§ YANG HARUS DIKERJAKAN
Tuliskan ulang seluruh kutipan teks tentang riba di bawah ini tanpa mengubah satu kata pun.

Kedua, alasan terpaksa oleh sistem ekonomi yang riba seperti berlaku di negeri ini juga harus segera ditanggalkan, sebab jalan hijrah pada faktanya ada. Tengok kanan dan kiri, banyak pengusaha muslim yang hari ini membuktikan dirinya bisa tetap berusaha dengan tidak menempuh riba. Alhamdulil-‘Llah, sudah mulai banyak asosiasi-asosiasi pengusaha muslim yang mendeklarasikan diri bersih dari riba dan siap melawan riba yang sekaligus jadi bukti bahwa riba bisa dan harus dilawan. Artinya jalan untuk melepaskan diri dari riba itu ada. Jalan untuk hijrah melepaskan diri dari sistem yang mengekang masih ada. Maka alasan terpaksa karena sistem yang mengekang tidak bisa berlaku lagi sebab bisa hijrah.

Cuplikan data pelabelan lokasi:
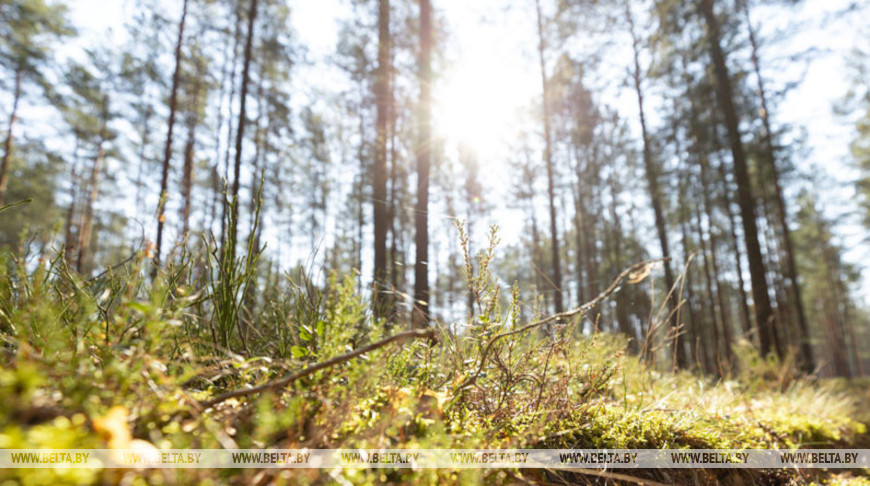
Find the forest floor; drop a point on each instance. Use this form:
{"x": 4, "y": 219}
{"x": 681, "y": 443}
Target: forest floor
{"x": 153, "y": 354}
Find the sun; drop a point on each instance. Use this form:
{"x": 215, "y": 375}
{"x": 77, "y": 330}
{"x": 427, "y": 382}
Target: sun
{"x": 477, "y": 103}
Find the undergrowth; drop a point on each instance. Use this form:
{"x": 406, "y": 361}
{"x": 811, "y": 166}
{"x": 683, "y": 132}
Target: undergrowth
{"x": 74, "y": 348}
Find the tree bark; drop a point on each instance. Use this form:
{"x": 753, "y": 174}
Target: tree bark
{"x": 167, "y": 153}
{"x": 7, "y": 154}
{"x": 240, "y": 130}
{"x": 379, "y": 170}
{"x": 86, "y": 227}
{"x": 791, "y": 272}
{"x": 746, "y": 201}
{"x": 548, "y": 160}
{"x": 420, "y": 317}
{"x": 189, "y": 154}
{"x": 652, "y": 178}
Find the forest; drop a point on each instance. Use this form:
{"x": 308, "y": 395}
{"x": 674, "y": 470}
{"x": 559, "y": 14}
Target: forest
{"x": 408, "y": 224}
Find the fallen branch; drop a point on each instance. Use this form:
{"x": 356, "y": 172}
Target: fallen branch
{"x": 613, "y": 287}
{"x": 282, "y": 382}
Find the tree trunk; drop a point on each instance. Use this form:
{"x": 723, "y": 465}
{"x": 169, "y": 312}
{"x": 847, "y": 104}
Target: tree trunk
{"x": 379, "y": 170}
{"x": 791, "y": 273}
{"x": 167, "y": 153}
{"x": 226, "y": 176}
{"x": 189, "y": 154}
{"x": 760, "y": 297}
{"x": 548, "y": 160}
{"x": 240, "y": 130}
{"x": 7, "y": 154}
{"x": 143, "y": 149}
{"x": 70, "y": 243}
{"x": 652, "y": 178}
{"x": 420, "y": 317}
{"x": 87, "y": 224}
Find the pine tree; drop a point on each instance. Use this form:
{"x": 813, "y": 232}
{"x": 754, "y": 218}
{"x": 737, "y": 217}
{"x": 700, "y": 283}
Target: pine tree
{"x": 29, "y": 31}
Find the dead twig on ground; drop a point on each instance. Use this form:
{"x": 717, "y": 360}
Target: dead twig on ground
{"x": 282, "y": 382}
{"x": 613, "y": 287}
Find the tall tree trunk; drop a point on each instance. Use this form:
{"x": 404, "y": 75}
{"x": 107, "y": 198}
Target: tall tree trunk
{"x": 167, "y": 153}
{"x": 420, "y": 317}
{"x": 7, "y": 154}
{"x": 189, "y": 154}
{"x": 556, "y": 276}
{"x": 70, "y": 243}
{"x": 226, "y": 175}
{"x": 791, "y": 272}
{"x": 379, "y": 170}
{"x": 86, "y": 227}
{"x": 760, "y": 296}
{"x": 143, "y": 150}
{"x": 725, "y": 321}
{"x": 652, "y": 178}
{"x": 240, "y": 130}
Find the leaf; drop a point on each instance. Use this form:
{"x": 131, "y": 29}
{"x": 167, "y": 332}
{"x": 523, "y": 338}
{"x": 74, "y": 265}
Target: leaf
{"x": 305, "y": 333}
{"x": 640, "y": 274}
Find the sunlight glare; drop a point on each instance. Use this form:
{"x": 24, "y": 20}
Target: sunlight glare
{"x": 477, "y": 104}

...

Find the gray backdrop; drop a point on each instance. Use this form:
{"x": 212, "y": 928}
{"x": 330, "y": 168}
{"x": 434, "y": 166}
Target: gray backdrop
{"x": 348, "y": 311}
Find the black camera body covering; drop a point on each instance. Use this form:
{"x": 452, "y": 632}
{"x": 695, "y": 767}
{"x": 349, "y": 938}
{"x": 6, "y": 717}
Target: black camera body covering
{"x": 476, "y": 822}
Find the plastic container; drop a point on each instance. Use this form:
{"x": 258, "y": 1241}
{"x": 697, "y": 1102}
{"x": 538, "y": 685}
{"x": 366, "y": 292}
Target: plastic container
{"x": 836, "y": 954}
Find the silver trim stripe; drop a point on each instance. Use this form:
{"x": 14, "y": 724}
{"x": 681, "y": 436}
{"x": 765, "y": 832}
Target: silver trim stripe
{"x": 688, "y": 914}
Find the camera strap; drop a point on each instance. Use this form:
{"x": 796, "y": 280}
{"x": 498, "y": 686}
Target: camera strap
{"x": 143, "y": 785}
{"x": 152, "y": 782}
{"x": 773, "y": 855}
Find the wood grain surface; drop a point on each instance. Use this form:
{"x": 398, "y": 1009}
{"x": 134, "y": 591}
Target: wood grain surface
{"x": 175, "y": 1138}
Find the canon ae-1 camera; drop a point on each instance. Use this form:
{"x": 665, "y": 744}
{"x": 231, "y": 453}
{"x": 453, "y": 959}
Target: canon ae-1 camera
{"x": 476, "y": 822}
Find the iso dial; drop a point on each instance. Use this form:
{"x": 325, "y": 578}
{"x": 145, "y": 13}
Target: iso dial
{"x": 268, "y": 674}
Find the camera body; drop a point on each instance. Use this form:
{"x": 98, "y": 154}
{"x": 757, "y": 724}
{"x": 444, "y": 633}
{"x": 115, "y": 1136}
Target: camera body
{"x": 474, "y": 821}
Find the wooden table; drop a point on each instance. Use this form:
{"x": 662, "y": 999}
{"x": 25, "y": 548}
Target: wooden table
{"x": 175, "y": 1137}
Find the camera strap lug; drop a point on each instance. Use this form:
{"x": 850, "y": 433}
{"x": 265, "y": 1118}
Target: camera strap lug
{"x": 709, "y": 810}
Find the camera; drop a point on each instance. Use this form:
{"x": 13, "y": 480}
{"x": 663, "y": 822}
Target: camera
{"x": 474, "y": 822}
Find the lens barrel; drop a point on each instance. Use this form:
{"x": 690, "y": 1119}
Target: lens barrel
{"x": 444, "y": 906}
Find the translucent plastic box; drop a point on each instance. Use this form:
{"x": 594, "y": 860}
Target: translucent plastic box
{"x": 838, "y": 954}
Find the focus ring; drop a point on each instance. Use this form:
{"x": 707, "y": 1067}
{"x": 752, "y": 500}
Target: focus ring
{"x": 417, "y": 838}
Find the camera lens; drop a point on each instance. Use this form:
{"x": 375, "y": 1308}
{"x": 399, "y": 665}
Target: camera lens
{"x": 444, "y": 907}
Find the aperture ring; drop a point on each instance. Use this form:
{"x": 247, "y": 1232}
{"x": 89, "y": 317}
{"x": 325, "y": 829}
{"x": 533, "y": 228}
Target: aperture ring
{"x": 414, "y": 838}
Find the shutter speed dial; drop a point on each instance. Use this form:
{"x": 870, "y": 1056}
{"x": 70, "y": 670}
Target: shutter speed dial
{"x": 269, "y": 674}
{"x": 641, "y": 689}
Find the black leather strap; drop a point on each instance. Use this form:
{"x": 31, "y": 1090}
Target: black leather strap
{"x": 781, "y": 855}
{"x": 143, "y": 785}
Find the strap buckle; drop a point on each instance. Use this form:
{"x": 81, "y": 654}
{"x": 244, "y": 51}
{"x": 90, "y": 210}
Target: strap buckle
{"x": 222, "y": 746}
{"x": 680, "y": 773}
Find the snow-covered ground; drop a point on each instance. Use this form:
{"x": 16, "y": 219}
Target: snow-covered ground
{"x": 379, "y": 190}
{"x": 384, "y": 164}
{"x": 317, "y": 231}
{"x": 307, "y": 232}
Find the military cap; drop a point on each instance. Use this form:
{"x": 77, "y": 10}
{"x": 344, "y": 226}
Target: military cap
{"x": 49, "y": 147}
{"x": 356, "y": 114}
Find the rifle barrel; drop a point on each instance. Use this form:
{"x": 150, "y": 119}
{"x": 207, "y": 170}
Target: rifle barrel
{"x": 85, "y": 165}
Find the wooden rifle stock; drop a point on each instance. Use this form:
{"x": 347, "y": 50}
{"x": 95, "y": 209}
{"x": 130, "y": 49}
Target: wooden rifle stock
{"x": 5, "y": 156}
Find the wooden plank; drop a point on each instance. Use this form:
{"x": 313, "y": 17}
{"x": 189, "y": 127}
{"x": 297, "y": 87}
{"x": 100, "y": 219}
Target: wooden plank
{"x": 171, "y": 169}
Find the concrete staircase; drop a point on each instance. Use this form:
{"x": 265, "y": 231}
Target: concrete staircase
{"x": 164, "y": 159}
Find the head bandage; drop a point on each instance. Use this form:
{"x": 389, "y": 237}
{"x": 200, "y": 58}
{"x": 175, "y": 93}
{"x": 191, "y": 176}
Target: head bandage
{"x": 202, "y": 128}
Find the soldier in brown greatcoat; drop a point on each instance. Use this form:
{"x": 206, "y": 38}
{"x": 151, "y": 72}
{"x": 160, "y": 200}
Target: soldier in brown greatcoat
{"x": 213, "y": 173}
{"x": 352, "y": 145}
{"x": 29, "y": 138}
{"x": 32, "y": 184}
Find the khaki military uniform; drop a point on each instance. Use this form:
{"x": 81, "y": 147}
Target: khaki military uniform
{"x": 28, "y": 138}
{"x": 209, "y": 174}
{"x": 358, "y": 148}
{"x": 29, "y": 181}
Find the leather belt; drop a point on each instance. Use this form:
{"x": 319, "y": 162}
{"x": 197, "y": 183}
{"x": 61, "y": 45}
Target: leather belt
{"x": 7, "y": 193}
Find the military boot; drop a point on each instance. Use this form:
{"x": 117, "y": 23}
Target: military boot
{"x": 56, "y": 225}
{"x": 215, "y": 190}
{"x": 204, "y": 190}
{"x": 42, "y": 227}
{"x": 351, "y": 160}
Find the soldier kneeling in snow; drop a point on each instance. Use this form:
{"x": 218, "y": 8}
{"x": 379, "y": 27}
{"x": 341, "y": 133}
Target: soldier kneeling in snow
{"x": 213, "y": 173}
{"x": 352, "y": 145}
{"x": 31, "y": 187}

* * *

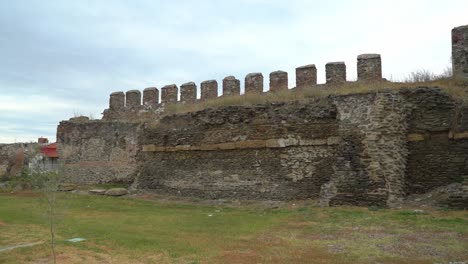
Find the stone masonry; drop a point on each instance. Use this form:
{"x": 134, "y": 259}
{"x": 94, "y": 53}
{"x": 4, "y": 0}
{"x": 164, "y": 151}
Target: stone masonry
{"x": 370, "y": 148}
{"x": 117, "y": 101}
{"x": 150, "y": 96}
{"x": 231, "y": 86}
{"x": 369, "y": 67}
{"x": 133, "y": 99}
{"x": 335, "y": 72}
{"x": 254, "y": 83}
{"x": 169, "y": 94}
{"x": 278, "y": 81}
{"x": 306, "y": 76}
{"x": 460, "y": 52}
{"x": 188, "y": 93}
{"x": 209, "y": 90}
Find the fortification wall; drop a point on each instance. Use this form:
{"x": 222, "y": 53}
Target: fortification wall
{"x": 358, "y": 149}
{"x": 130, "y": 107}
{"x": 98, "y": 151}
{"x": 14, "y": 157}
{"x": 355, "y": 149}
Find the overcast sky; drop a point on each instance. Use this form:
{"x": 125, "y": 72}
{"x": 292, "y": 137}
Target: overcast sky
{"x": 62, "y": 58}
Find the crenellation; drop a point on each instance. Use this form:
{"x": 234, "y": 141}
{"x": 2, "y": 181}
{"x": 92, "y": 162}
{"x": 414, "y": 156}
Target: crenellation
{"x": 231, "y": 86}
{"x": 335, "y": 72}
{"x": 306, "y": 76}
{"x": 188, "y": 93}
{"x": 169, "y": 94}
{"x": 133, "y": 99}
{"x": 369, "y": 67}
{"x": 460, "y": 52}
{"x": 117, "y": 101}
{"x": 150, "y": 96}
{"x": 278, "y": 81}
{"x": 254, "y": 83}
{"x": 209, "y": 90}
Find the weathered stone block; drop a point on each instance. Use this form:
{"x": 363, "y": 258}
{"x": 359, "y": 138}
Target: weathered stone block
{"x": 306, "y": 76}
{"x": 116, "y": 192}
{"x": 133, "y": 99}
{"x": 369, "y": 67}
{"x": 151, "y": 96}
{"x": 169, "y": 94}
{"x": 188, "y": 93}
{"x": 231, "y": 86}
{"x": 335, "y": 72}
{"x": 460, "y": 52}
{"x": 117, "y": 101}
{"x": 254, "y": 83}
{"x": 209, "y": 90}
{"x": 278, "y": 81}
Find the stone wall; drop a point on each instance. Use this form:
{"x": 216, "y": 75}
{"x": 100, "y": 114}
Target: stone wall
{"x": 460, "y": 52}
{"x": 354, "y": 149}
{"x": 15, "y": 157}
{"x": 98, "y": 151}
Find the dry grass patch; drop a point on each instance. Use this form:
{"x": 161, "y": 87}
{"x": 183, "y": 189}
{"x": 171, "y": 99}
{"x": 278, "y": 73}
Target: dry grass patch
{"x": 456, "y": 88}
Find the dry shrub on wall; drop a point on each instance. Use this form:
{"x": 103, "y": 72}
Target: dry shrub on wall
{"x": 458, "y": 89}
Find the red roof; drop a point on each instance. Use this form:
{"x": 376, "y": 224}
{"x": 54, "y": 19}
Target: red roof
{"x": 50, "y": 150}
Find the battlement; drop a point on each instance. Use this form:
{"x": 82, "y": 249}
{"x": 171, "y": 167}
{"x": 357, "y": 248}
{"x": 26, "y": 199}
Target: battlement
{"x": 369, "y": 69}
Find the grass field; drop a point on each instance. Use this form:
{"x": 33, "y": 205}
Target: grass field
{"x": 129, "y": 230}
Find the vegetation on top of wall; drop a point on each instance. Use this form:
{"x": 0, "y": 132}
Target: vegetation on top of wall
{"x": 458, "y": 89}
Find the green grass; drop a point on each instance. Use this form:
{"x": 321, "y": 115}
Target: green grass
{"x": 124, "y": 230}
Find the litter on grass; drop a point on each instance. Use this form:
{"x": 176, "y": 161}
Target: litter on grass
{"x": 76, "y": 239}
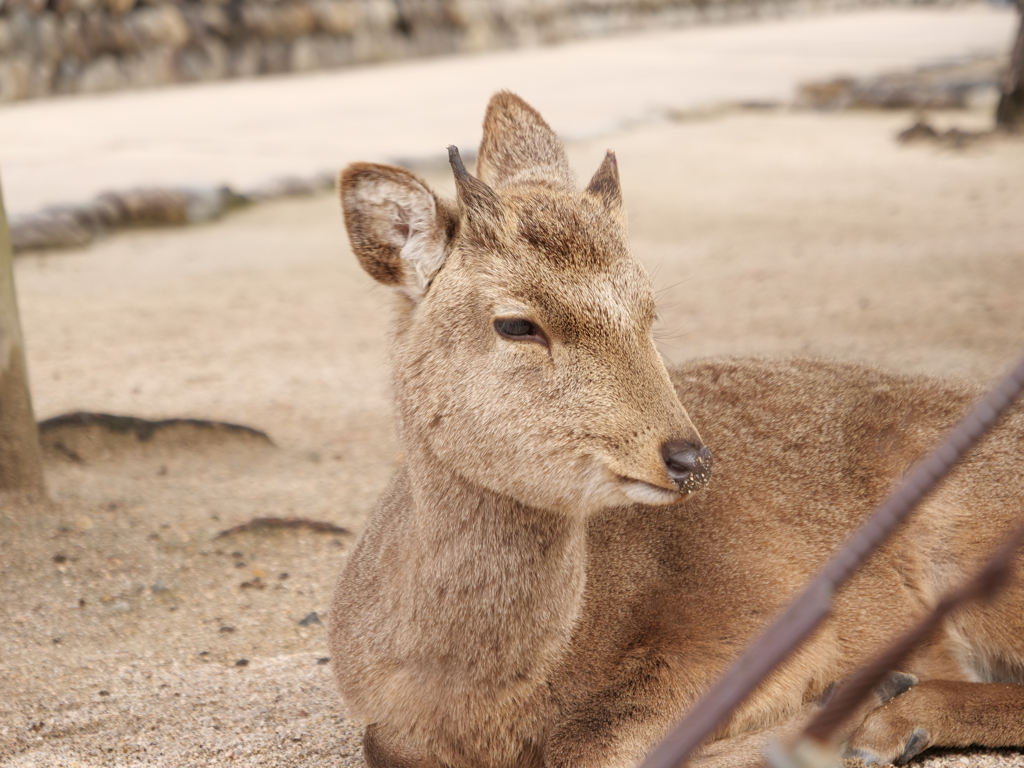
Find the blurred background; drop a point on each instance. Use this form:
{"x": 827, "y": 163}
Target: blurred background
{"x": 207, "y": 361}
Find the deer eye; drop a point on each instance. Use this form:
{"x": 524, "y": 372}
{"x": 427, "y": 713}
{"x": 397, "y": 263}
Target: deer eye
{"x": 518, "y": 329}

§ JAWABAN BENAR
Kedua, alasan terpaksa oleh sistem ekonomi yang riba seperti berlaku di negeri ini juga harus segera ditanggalkan, sebab jalan hijrah pada faktanya ada. Tengok kanan dan kiri, banyak pengusaha muslim yang hari ini membuktikan dirinya bisa tetap berusaha dengan tidak menempuh riba. Alhamdulil-‘Llah, sudah mulai banyak asosiasi-asosiasi pengusaha muslim yang mendeklarasikan diri bersih dari riba dan siap melawan riba yang sekaligus jadi bukti bahwa riba bisa dan harus dilawan. Artinya jalan untuk melepaskan diri dari riba itu ada. Jalan untuk hijrah melepaskan diri dari sistem yang mengekang masih ada. Maka alasan terpaksa karena sistem yang mengekang tidak bisa berlaku lagi sebab bisa hijrah.